* START Material *
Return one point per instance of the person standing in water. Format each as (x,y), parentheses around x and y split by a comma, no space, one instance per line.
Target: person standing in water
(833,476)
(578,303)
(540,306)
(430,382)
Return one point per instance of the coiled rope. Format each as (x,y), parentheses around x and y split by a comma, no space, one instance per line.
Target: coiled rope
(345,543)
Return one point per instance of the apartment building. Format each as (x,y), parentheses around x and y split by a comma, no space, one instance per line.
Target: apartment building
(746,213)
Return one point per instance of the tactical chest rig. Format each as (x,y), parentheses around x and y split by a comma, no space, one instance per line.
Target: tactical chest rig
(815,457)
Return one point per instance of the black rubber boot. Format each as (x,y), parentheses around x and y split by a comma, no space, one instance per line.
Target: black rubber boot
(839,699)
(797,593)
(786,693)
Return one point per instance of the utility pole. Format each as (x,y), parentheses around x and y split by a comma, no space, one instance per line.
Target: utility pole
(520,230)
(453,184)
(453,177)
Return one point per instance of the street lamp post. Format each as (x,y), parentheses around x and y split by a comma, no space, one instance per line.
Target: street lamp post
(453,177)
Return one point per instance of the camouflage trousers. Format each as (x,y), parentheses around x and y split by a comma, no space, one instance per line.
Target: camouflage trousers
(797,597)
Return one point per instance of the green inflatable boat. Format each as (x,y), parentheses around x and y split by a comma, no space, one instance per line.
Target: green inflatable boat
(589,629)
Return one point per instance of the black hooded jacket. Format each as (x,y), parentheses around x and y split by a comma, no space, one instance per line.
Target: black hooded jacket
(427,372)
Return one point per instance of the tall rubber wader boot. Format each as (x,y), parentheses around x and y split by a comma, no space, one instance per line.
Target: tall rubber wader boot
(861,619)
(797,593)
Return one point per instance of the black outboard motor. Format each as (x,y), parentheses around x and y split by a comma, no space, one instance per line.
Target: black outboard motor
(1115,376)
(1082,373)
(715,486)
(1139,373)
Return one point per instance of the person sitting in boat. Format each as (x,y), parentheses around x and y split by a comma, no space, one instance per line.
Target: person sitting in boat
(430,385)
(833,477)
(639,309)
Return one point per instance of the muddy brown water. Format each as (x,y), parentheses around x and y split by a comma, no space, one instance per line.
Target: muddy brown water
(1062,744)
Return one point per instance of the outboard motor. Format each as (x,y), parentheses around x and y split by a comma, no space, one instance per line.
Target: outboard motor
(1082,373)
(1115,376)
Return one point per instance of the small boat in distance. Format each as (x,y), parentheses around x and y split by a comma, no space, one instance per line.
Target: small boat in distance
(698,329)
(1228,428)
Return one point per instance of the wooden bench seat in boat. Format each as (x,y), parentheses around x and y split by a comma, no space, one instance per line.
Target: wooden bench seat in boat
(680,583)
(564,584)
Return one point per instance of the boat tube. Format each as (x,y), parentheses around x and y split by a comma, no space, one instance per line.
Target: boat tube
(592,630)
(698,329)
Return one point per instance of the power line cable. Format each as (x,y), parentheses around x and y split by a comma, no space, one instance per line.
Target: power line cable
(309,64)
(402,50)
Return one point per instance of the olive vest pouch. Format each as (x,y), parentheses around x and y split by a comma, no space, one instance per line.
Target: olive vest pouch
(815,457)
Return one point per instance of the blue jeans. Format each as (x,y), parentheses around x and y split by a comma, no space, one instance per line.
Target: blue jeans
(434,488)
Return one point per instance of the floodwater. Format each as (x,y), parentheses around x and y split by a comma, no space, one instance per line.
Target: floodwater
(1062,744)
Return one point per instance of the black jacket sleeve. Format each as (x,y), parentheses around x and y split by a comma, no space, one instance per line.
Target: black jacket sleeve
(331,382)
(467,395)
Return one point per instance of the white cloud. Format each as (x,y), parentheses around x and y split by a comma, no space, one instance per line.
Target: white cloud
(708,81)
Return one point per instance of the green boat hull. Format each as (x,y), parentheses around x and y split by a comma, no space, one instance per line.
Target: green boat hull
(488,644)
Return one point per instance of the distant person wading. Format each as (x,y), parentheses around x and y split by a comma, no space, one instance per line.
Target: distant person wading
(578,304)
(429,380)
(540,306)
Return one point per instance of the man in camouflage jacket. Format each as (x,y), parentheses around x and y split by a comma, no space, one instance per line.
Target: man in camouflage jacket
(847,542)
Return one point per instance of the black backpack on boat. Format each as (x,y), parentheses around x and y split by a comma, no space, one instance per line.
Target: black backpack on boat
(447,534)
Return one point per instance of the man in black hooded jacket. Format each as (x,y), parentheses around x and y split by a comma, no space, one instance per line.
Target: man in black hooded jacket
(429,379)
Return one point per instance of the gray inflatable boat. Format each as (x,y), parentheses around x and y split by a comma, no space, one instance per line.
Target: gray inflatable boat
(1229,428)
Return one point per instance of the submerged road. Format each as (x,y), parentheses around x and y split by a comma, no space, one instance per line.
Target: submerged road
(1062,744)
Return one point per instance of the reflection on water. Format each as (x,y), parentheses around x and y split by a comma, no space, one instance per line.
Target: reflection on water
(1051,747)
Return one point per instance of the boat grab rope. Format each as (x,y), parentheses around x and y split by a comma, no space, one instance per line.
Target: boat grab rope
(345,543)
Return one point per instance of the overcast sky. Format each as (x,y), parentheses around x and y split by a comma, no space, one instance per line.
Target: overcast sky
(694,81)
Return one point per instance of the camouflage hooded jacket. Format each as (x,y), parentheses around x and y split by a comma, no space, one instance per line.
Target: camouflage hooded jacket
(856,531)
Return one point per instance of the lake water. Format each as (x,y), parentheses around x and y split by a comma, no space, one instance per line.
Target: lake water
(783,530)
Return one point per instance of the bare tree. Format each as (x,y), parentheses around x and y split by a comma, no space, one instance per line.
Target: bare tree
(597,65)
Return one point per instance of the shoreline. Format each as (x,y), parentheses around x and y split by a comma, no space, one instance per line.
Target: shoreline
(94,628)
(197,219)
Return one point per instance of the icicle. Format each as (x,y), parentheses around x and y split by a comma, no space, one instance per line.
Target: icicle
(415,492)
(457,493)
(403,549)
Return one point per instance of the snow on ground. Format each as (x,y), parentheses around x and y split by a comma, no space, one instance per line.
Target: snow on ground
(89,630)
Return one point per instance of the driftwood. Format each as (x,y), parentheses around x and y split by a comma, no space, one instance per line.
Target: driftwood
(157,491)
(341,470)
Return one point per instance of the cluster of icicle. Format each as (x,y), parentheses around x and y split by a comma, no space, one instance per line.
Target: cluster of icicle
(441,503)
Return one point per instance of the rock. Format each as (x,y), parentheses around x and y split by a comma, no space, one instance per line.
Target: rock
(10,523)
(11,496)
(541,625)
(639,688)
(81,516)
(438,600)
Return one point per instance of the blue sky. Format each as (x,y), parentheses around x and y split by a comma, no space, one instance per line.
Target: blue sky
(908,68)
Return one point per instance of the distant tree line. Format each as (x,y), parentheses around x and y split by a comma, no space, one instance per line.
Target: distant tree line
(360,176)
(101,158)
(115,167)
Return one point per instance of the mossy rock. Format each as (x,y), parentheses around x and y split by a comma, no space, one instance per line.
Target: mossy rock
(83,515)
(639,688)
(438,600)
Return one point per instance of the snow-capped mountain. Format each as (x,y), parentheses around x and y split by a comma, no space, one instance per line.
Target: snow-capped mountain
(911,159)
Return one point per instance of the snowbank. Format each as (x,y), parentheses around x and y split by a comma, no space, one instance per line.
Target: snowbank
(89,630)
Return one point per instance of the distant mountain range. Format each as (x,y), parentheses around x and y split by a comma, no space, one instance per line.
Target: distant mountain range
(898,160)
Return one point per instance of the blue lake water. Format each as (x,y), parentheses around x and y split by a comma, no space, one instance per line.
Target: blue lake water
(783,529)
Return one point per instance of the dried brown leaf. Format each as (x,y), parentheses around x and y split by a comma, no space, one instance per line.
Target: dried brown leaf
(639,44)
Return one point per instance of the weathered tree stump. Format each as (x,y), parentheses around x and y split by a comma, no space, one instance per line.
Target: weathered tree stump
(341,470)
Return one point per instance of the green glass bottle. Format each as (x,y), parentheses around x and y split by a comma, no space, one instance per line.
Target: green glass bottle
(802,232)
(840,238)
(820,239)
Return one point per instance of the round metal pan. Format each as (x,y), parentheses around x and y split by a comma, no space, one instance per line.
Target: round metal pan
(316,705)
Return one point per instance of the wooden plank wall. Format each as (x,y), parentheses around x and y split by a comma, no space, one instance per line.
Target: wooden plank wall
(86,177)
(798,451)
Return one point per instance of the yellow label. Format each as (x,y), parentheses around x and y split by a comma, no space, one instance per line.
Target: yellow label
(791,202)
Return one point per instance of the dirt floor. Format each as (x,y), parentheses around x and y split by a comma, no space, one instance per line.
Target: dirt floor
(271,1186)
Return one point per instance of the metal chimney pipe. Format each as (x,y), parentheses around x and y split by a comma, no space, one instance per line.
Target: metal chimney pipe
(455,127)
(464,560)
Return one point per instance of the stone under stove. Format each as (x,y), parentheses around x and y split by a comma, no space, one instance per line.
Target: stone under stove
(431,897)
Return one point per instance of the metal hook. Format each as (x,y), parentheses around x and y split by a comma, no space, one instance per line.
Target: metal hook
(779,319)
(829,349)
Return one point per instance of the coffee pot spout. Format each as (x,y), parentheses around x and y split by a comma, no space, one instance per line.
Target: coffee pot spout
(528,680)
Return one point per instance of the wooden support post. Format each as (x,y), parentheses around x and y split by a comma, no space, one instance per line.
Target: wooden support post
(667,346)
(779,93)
* END Material *
Problem details:
Take every line from the one containing "Return one point per instance of the dirt" to the end of the listing and output it exactly, with nothing else.

Task output:
Return one point per instance of the dirt floor. Format each as (x,y), parentheses around x and y split by a comma, no space, one instance per line.
Target: dirt floor
(271,1186)
Return one point per instance of the metal chimney pipe. Format each as (x,y), parentheses around x and y split by a comma, no space, one instance per line.
Target: metal chimney pipe
(455,127)
(464,560)
Return one point per instance of the stone under stove. Format each as (x,y), parentheses around x and y split by a comma, no space, one instance per line.
Target: stone under stove
(431,897)
Return one point per instance of the metal hook. Format each as (x,y), parentheses around x and y split by a comma, no space, one instance per line.
Target: metal hook
(779,319)
(829,349)
Return one point per instance of the coffee pot spout. Format each as (x,y), parentheses around x and y split by a comma, no space, one instance per line.
Target: coffee pot spout
(528,680)
Return one point per instance of the wooden support post. Format each as (x,y), parentheses around x and y split by a comma, no space, one instance per line.
Target: wooden support post
(667,346)
(779,93)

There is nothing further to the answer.